◆ What is being asked
Copy each of the lines below word for word, keeping their order. Omit the pictures from your copy.

— start of Recorded data —

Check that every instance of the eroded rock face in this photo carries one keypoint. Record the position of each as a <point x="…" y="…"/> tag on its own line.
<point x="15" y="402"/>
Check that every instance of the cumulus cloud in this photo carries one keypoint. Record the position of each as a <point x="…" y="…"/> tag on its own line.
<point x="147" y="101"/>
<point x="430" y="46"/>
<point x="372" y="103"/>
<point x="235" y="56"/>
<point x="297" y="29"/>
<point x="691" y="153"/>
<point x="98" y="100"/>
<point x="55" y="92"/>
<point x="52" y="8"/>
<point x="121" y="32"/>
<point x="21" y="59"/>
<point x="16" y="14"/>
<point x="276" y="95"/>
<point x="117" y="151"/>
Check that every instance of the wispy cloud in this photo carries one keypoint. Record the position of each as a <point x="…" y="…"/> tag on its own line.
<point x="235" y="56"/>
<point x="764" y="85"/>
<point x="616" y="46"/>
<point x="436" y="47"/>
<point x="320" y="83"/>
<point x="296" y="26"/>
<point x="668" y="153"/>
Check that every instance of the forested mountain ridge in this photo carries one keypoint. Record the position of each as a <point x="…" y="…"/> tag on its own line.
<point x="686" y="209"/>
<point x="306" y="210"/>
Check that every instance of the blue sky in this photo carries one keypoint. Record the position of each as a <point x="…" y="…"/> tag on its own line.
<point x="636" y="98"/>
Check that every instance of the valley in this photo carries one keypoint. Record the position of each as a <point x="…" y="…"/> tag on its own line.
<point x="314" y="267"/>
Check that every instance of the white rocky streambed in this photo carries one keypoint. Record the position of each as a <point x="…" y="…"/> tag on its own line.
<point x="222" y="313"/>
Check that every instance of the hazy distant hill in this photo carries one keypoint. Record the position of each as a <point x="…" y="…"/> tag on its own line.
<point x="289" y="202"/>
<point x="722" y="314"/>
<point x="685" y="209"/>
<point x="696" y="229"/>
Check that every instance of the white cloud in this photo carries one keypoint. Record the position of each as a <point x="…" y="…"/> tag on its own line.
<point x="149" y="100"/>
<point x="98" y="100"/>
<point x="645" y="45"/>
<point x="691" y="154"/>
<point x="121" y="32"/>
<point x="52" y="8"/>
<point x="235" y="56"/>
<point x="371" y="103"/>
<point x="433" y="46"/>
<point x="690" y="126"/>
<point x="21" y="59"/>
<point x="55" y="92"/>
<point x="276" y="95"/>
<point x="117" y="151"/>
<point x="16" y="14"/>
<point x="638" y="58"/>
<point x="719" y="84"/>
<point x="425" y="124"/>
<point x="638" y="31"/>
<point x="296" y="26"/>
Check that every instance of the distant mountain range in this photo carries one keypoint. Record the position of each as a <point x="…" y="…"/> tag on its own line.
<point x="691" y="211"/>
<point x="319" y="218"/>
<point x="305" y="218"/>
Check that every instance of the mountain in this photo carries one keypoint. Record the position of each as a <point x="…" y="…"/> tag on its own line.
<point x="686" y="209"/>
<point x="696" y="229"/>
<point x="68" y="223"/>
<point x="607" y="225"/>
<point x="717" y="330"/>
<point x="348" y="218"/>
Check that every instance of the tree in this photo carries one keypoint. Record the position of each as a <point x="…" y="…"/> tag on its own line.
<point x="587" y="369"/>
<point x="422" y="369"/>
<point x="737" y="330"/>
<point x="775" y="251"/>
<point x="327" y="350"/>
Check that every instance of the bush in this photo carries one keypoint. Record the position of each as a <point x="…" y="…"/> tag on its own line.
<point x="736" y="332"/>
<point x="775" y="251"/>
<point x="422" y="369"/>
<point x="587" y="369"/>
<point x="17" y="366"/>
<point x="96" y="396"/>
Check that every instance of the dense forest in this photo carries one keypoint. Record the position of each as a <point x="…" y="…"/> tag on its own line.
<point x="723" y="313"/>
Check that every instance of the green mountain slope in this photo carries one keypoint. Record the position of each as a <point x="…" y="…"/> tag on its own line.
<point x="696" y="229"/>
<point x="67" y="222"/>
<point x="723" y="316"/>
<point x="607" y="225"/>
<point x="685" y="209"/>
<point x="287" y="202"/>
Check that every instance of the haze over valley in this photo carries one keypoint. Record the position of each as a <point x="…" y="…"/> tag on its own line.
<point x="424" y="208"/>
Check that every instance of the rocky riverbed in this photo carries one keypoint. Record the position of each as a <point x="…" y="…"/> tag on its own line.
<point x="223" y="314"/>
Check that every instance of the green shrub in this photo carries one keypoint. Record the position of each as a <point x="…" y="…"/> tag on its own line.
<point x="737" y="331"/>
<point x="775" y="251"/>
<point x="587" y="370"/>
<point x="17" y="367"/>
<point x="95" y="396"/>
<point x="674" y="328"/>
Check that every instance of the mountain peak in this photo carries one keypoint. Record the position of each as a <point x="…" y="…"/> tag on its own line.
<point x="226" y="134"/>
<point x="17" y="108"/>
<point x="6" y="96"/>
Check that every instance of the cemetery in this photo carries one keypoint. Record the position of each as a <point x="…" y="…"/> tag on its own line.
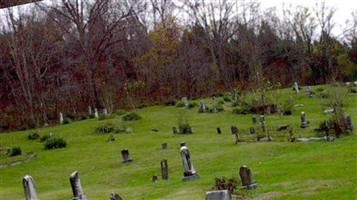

— end of Recorded data —

◆ Written reply
Check that every instance of the eroded rock face in this photo carries one keypoint. Record the position of each as a <point x="…" y="…"/> tag on its own line.
<point x="15" y="402"/>
Check that every instance of the cumulus cloud in this photo carries one keypoint. Record the position of each as a <point x="…" y="…"/> tag on its own line.
<point x="147" y="101"/>
<point x="430" y="46"/>
<point x="372" y="103"/>
<point x="235" y="56"/>
<point x="297" y="29"/>
<point x="691" y="153"/>
<point x="98" y="100"/>
<point x="55" y="92"/>
<point x="52" y="8"/>
<point x="121" y="32"/>
<point x="21" y="59"/>
<point x="16" y="14"/>
<point x="276" y="95"/>
<point x="117" y="151"/>
Check that every instance of the wispy cloud in this photo carries one keypoint. Record the position of each as a <point x="…" y="…"/> tag on its own line.
<point x="235" y="56"/>
<point x="764" y="85"/>
<point x="616" y="46"/>
<point x="436" y="47"/>
<point x="320" y="83"/>
<point x="296" y="26"/>
<point x="668" y="153"/>
Check that every instance of the forested mountain ridge in this photo carries one keypoint. Record the position of each as a <point x="…" y="…"/> tag on its own line.
<point x="686" y="209"/>
<point x="306" y="210"/>
Check that every instance of the blue sky in this photo carries one keypoint. Record the position of each as a <point x="…" y="…"/> tag on its own line.
<point x="636" y="98"/>
Check that every instance of the valley in this photo carries one keypoint. Record the position of each as a <point x="…" y="…"/> tag on its own line.
<point x="314" y="267"/>
Check that every instance of the white rocky streambed in this photo carries one keypoint. Record the position of each as a <point x="…" y="…"/> tag on its own line.
<point x="222" y="313"/>
Check that every instance of the hazy distant hill in this photo carries one keypoint. Record the position of each as a <point x="…" y="…"/> tag on its own line.
<point x="289" y="202"/>
<point x="722" y="314"/>
<point x="685" y="209"/>
<point x="696" y="229"/>
Check that every instance of the white cloud in this photo carries one keypoint. Record the position of each as a <point x="…" y="…"/> tag on its own line.
<point x="149" y="100"/>
<point x="98" y="100"/>
<point x="645" y="45"/>
<point x="691" y="154"/>
<point x="121" y="32"/>
<point x="52" y="8"/>
<point x="235" y="56"/>
<point x="371" y="103"/>
<point x="433" y="46"/>
<point x="690" y="126"/>
<point x="21" y="59"/>
<point x="55" y="92"/>
<point x="276" y="95"/>
<point x="117" y="151"/>
<point x="16" y="14"/>
<point x="638" y="58"/>
<point x="719" y="84"/>
<point x="425" y="124"/>
<point x="638" y="31"/>
<point x="296" y="26"/>
Check that every instance of the distant mountain range in this photo carries one keypoint. Record the position of each as a <point x="…" y="…"/> tag on its own line.
<point x="691" y="211"/>
<point x="319" y="218"/>
<point x="305" y="218"/>
Check that every instance of the mountain in this photo carries one keypoint. Record the position of each as a <point x="…" y="…"/> tag on its own line.
<point x="686" y="209"/>
<point x="696" y="229"/>
<point x="68" y="223"/>
<point x="607" y="225"/>
<point x="717" y="330"/>
<point x="348" y="218"/>
Check that every instance of the tree in this photo carries one keypoint. Record the position of each as a <point x="…" y="…"/> tag on its own line.
<point x="587" y="369"/>
<point x="422" y="369"/>
<point x="737" y="330"/>
<point x="775" y="251"/>
<point x="327" y="350"/>
Check that every instance of the bush in this photo carries one keypoint. Record the position of each as a <point x="…" y="…"/> tag on its own line.
<point x="736" y="332"/>
<point x="775" y="251"/>
<point x="422" y="369"/>
<point x="587" y="369"/>
<point x="17" y="366"/>
<point x="96" y="396"/>
Check that every instance of the dense forest in this photo carries one keypoint. Record the position of each as a <point x="…" y="…"/> tag on its own line.
<point x="723" y="313"/>
Check that every instance of the green mountain slope in this photo carries one keypoint. Record the position of each as a <point x="…" y="…"/> tag on its own line.
<point x="696" y="229"/>
<point x="67" y="222"/>
<point x="723" y="316"/>
<point x="607" y="225"/>
<point x="685" y="209"/>
<point x="287" y="202"/>
Check that every instance of the haze over valley in this photo carries one keypoint. Record the position of each as a <point x="…" y="…"/> tag on its own line.
<point x="424" y="208"/>
Check that every instance of the rocky riverbed in this photo carries one keypoint. Record the position of each as a <point x="…" y="…"/> tag on its own line.
<point x="223" y="314"/>
Check that every instance of the green shrub in this photo carries one keypoint. Record the position of each as a <point x="…" y="…"/> tag on its own line.
<point x="737" y="331"/>
<point x="775" y="251"/>
<point x="587" y="370"/>
<point x="17" y="367"/>
<point x="95" y="396"/>
<point x="674" y="328"/>
Check that every instance of the mountain peak in this photo carries one keypoint. Record the position of each as a <point x="…" y="…"/> tag on its own line.
<point x="226" y="134"/>
<point x="17" y="108"/>
<point x="6" y="96"/>
Check that every instance of the cemetery in this photo carries one keypoint. Record the position of each as a <point x="…" y="…"/> tag on its own line.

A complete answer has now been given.